*Exercise materials*:
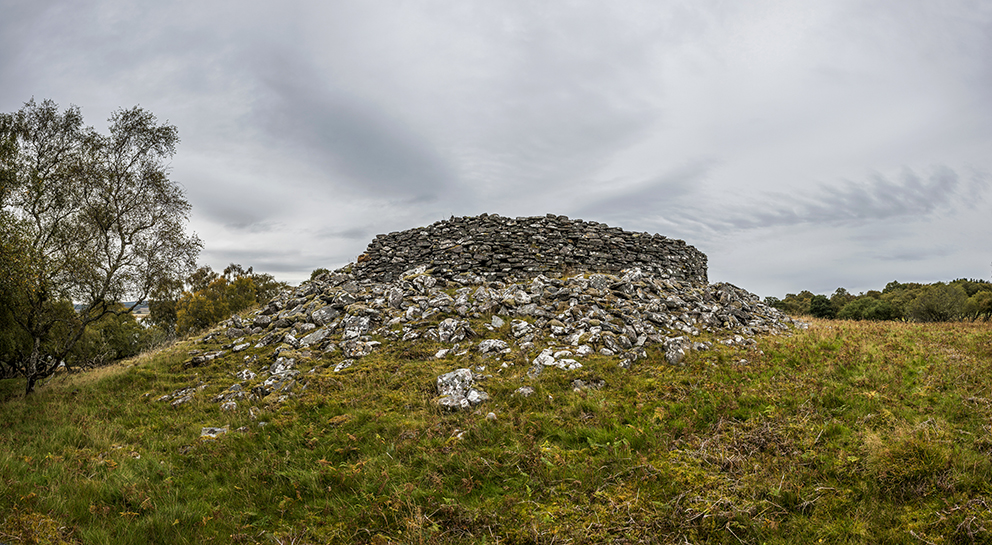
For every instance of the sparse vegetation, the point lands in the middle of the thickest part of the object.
(959, 299)
(848, 432)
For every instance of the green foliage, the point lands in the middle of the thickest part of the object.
(87, 218)
(848, 432)
(971, 299)
(820, 307)
(213, 297)
(938, 303)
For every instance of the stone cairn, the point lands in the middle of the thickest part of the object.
(498, 248)
(616, 294)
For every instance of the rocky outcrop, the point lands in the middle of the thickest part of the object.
(497, 248)
(486, 289)
(552, 323)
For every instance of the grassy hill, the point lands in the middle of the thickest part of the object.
(846, 432)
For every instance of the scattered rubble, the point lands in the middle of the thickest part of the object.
(553, 322)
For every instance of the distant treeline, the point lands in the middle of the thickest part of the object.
(960, 299)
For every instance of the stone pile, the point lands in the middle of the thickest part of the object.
(498, 248)
(548, 321)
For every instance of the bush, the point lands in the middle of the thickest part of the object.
(820, 307)
(938, 303)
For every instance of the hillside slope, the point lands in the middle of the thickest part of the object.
(717, 422)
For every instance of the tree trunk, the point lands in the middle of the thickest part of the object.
(32, 367)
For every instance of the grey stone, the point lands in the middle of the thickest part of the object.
(493, 345)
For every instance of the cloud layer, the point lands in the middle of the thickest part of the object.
(801, 146)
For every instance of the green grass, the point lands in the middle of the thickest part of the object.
(848, 432)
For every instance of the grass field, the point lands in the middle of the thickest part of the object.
(847, 432)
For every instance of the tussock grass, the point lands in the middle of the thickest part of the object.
(848, 432)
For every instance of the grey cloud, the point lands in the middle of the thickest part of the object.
(879, 198)
(916, 254)
(355, 233)
(359, 143)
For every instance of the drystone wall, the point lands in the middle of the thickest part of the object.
(499, 248)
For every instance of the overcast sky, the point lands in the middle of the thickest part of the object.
(800, 145)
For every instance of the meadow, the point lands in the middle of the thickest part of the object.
(844, 432)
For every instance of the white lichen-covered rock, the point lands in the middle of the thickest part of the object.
(457, 390)
(493, 345)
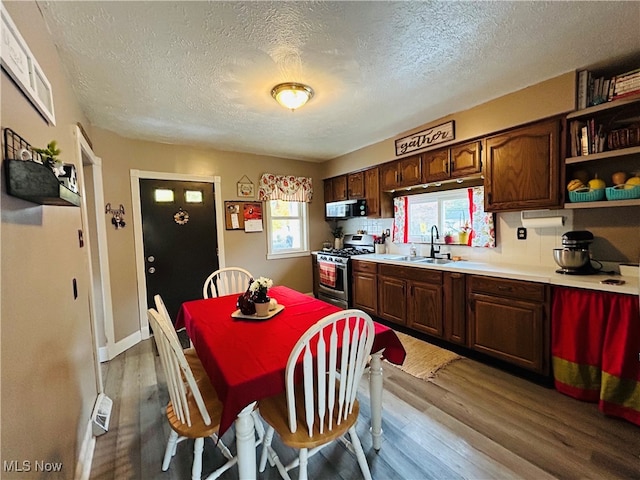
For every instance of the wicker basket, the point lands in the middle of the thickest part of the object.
(614, 193)
(582, 195)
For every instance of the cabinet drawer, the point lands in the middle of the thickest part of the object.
(409, 273)
(508, 288)
(364, 266)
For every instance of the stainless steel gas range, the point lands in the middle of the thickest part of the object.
(333, 275)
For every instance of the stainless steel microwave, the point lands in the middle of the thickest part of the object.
(346, 209)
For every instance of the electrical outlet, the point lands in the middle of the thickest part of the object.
(522, 233)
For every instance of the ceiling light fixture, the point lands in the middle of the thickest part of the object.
(292, 95)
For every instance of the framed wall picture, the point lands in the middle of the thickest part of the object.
(18, 61)
(246, 188)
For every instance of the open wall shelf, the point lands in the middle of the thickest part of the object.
(31, 180)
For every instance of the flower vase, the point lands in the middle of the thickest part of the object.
(262, 307)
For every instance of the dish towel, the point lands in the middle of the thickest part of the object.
(327, 274)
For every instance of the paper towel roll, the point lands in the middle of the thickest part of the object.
(542, 222)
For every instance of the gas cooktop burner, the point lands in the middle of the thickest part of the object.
(346, 252)
(579, 271)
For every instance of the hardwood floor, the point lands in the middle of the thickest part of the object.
(470, 421)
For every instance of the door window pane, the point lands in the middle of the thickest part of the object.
(193, 196)
(163, 195)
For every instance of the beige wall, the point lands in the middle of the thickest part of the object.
(120, 155)
(555, 96)
(616, 230)
(48, 379)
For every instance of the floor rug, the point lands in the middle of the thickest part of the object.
(424, 359)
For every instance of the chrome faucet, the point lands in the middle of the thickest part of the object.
(433, 252)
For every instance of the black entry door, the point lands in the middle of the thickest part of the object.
(180, 241)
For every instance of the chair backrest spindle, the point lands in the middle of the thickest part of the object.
(180, 380)
(329, 379)
(226, 281)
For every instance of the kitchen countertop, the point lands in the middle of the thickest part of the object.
(516, 272)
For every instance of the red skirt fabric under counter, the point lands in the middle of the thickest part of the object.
(595, 347)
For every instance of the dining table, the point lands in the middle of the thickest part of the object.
(246, 358)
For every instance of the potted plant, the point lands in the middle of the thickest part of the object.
(260, 289)
(49, 157)
(337, 235)
(463, 236)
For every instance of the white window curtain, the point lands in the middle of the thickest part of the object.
(285, 187)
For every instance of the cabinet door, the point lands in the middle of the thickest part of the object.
(410, 171)
(424, 308)
(510, 330)
(379, 203)
(340, 188)
(465, 159)
(455, 308)
(522, 168)
(355, 183)
(435, 165)
(389, 176)
(316, 274)
(392, 299)
(365, 292)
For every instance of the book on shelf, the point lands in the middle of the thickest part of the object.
(583, 82)
(584, 140)
(627, 94)
(592, 90)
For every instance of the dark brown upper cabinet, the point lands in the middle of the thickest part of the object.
(523, 168)
(405, 172)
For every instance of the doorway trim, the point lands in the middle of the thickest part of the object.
(100, 306)
(136, 175)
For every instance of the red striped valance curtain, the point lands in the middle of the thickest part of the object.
(285, 187)
(483, 229)
(400, 227)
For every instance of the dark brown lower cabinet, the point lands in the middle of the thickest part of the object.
(365, 286)
(392, 299)
(509, 320)
(455, 307)
(412, 297)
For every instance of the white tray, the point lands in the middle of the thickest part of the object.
(272, 313)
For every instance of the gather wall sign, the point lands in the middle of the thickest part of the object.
(429, 137)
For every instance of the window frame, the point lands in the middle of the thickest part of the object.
(439, 198)
(304, 233)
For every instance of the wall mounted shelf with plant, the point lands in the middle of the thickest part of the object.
(31, 180)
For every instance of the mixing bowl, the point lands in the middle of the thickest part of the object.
(571, 258)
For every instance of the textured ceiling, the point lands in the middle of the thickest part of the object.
(200, 73)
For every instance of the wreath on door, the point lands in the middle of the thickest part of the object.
(181, 217)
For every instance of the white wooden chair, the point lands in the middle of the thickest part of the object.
(190, 353)
(194, 410)
(226, 281)
(310, 415)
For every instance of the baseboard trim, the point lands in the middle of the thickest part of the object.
(124, 344)
(83, 467)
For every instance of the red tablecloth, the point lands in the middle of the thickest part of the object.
(595, 344)
(246, 359)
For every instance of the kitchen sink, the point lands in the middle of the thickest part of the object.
(418, 258)
(436, 261)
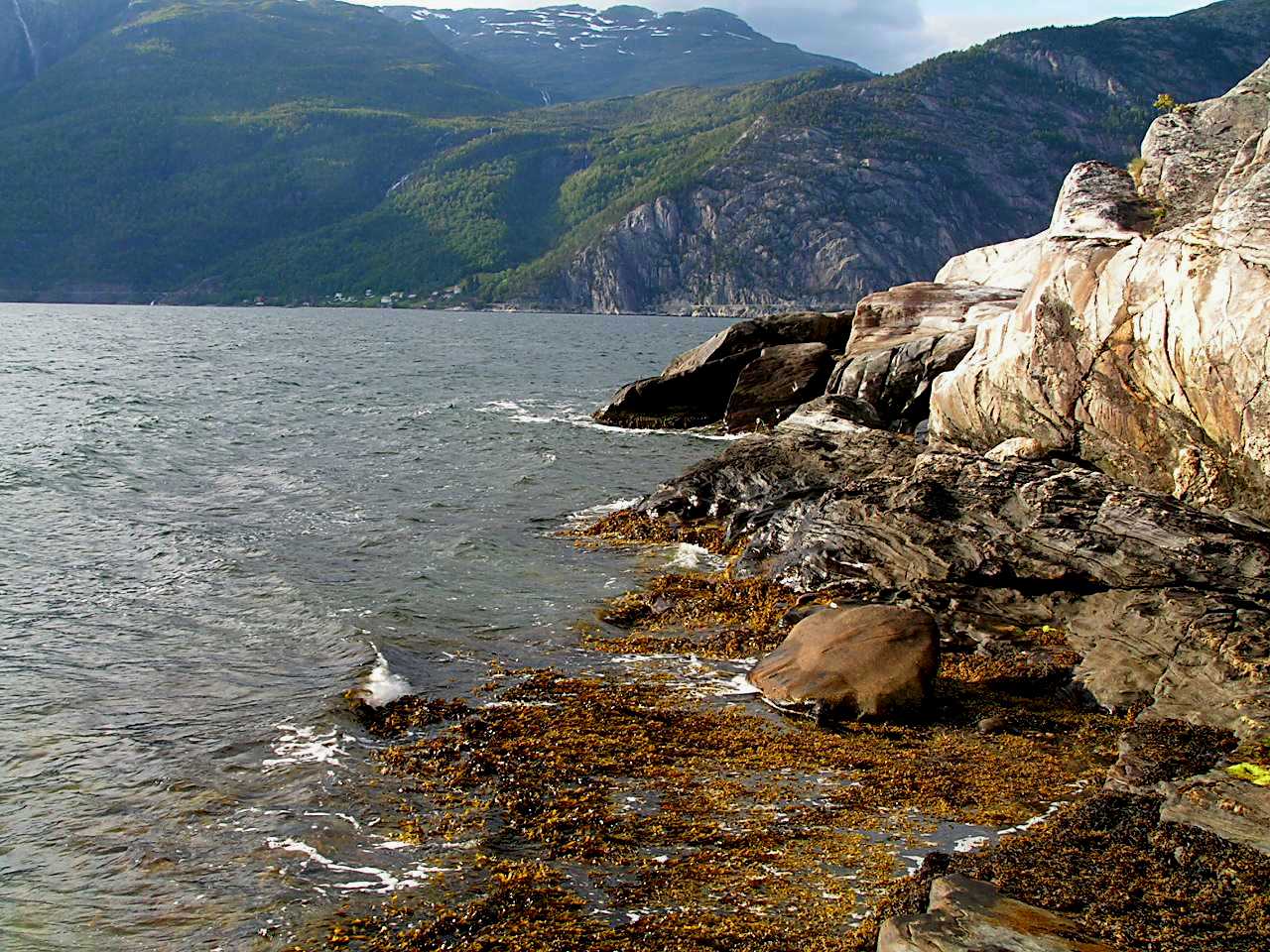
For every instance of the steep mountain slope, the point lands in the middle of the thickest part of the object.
(852, 189)
(515, 190)
(36, 35)
(197, 128)
(576, 53)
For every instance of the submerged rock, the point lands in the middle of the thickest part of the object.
(691, 398)
(1167, 607)
(874, 661)
(966, 915)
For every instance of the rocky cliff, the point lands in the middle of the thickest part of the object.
(852, 189)
(1141, 343)
(1084, 521)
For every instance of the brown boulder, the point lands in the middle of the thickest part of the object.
(778, 382)
(873, 661)
(966, 915)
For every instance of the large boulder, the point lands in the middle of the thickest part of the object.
(905, 338)
(694, 398)
(1011, 264)
(1144, 352)
(697, 389)
(775, 384)
(874, 661)
(966, 915)
(751, 336)
(1167, 606)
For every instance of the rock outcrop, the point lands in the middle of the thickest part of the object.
(1144, 352)
(874, 661)
(1169, 607)
(965, 915)
(775, 384)
(866, 185)
(753, 372)
(905, 338)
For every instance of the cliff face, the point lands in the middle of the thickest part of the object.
(852, 189)
(1142, 347)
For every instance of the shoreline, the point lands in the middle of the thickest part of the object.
(629, 814)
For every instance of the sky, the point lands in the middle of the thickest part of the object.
(885, 35)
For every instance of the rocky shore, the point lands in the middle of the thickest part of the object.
(1069, 433)
(1002, 538)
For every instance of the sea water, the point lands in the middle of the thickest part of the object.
(213, 525)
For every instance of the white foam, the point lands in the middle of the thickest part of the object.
(601, 511)
(382, 685)
(381, 881)
(305, 746)
(690, 557)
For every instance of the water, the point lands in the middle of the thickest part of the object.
(212, 525)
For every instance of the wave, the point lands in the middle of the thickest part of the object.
(572, 416)
(382, 685)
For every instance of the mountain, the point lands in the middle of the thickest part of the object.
(517, 189)
(35, 35)
(576, 53)
(193, 130)
(856, 188)
(806, 193)
(221, 150)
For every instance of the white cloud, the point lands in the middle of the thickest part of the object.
(889, 35)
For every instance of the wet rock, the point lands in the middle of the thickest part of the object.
(774, 385)
(1157, 751)
(875, 661)
(905, 338)
(697, 388)
(1016, 448)
(1223, 805)
(992, 725)
(966, 915)
(693, 398)
(1166, 606)
(751, 336)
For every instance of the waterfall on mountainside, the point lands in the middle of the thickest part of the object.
(31, 45)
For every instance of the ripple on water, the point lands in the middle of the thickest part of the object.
(193, 499)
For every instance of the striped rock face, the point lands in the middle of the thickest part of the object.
(875, 661)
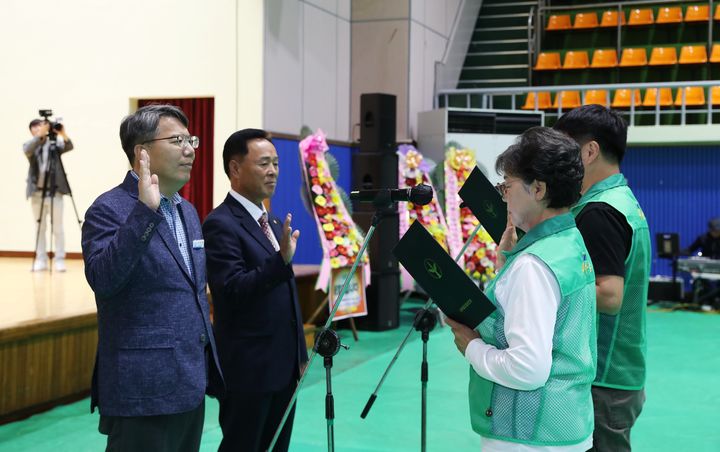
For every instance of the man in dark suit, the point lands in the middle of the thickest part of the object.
(144, 259)
(257, 315)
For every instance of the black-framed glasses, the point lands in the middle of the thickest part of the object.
(180, 140)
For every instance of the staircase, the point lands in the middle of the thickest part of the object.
(498, 52)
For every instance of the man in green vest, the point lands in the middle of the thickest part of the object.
(616, 234)
(532, 361)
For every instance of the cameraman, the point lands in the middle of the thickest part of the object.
(47, 166)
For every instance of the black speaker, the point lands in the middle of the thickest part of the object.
(377, 123)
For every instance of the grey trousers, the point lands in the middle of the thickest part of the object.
(616, 411)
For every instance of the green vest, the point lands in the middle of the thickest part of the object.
(561, 411)
(621, 338)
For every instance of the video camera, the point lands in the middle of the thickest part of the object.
(55, 125)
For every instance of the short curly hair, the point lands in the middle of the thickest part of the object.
(549, 156)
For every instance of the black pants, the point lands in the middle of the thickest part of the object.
(249, 420)
(179, 432)
(616, 411)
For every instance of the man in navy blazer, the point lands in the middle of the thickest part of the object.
(144, 259)
(257, 315)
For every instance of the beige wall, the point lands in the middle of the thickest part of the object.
(86, 59)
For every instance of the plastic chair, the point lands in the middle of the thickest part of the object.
(697, 13)
(693, 55)
(547, 61)
(633, 57)
(694, 96)
(558, 22)
(576, 60)
(604, 58)
(663, 56)
(595, 96)
(651, 97)
(669, 15)
(610, 18)
(641, 17)
(543, 101)
(622, 98)
(715, 53)
(570, 100)
(715, 95)
(585, 20)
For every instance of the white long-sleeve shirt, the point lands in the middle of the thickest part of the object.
(529, 296)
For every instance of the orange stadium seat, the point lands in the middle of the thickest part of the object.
(669, 15)
(623, 98)
(604, 58)
(694, 96)
(543, 99)
(609, 18)
(547, 61)
(585, 20)
(576, 59)
(663, 56)
(558, 22)
(651, 97)
(596, 96)
(693, 55)
(633, 57)
(568, 99)
(697, 13)
(641, 17)
(715, 54)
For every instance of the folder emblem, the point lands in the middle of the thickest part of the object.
(433, 269)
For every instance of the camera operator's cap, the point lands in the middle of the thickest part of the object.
(714, 224)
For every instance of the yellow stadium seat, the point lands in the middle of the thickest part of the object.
(569, 100)
(641, 17)
(694, 96)
(547, 61)
(693, 55)
(576, 60)
(697, 13)
(651, 97)
(663, 56)
(609, 18)
(543, 99)
(596, 96)
(669, 15)
(604, 58)
(558, 22)
(715, 54)
(585, 20)
(622, 98)
(633, 57)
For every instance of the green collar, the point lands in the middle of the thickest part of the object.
(616, 180)
(546, 228)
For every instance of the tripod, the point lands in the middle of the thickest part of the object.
(50, 187)
(424, 322)
(328, 342)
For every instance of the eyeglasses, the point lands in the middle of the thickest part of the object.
(180, 141)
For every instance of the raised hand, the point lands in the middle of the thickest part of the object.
(288, 242)
(148, 187)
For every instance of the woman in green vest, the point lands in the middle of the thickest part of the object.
(532, 362)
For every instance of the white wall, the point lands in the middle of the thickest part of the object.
(85, 59)
(307, 66)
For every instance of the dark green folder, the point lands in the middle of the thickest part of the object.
(485, 202)
(438, 274)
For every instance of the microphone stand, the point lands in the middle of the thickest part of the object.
(425, 320)
(327, 343)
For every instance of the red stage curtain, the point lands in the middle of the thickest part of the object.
(201, 115)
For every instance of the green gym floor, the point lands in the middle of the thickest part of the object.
(682, 412)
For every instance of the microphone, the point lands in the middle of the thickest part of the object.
(419, 194)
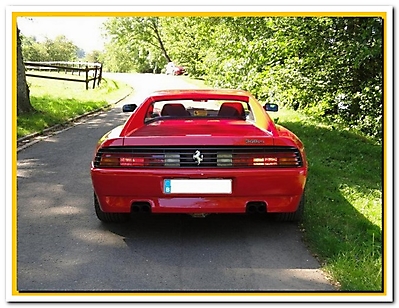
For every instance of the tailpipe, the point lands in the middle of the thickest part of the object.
(141, 208)
(256, 207)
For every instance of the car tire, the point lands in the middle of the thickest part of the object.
(292, 216)
(108, 217)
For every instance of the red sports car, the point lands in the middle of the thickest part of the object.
(199, 152)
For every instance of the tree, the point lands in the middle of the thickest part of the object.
(23, 99)
(141, 38)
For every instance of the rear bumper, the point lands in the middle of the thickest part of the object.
(117, 190)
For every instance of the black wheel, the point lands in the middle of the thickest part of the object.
(294, 216)
(108, 217)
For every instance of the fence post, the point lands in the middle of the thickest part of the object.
(87, 78)
(100, 76)
(95, 76)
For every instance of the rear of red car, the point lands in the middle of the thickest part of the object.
(199, 167)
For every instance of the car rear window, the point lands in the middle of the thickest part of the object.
(181, 109)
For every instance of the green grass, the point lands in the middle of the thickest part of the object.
(342, 223)
(343, 216)
(57, 101)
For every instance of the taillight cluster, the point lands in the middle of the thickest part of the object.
(129, 160)
(217, 159)
(277, 159)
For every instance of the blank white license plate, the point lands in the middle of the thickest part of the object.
(197, 186)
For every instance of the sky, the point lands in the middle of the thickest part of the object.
(84, 32)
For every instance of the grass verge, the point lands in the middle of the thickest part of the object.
(57, 101)
(343, 215)
(342, 222)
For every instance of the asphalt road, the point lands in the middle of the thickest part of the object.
(63, 247)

*Exercise objective*: Output exactly what runs from the line with "For every instance of the black wheel, the" to the final line above, both lines included, and nothing else.

*Response area*:
For every instance of the black wheel, the point lands in the middle of the thickest part of the object.
(294, 216)
(108, 217)
For every instance of the fence post, the point lands in the middle of the thickest part of the object.
(87, 78)
(100, 76)
(95, 76)
For every instance of the rear of red car, the point lands in the middle of the thickest part of the object.
(199, 167)
For every instance of the car rear window, the point lands in the middle of the thickest part of the object.
(181, 109)
For every instance of the green grass, the point lands in the middle of the thickest part of the object.
(342, 223)
(343, 216)
(57, 101)
For every instance of the taillight cluster, the point lands in the middle of the thickest part of the object.
(129, 160)
(217, 159)
(277, 159)
For every instance of the blank white license plate, the point lands in the middle of the thickest part of the object.
(197, 186)
For every instance of the sky, the point lands in the middle of the thickest part of the object.
(84, 32)
For every instance of the grass verge, the point lands in the middle of the thickest part of the object.
(57, 101)
(343, 215)
(342, 222)
For every instance of the asphalt road, the point lands in the middle of the thickest part of the object.
(63, 247)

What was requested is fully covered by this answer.